TASK DIRECTIONS:
Exactly as they appear, copy the lines of the listing from the one containing "Locate every instance of the sky" through the final line, both included, and nothing else.

GIVEN DATA:
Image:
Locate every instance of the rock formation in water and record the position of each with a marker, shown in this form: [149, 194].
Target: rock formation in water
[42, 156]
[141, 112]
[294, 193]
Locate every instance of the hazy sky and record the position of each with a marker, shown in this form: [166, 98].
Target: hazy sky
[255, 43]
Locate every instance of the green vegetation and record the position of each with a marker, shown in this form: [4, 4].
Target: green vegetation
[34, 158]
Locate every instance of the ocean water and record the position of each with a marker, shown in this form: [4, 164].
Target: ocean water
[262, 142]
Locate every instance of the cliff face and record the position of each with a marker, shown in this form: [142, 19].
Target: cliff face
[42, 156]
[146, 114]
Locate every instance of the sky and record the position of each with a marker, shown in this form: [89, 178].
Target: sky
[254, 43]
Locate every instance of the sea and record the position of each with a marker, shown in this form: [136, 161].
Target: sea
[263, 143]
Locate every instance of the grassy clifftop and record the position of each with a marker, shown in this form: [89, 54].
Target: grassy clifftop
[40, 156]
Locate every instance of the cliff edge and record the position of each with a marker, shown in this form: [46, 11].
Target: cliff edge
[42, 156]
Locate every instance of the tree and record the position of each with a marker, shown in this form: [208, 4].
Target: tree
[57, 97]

FINISHED ANSWER:
Locate every instance of the sky and record the position of each with a marker, shown in this form: [89, 178].
Target: sky
[254, 43]
Locate every instance of the sea and record the position of each with a marker, shown in this form: [136, 161].
Target: sea
[263, 143]
Locate every instance of the grassy clifftop and record the position of each with a marker, shown in this form: [89, 54].
Target: grassy clifftop
[40, 156]
Locate every instance of the cliff edge and record the position of each with a marker, shown in this form: [46, 11].
Target: cliff edge
[42, 156]
Locate every instance of the tree and record the position of each with a marker, shown in this form: [208, 4].
Target: tree
[57, 97]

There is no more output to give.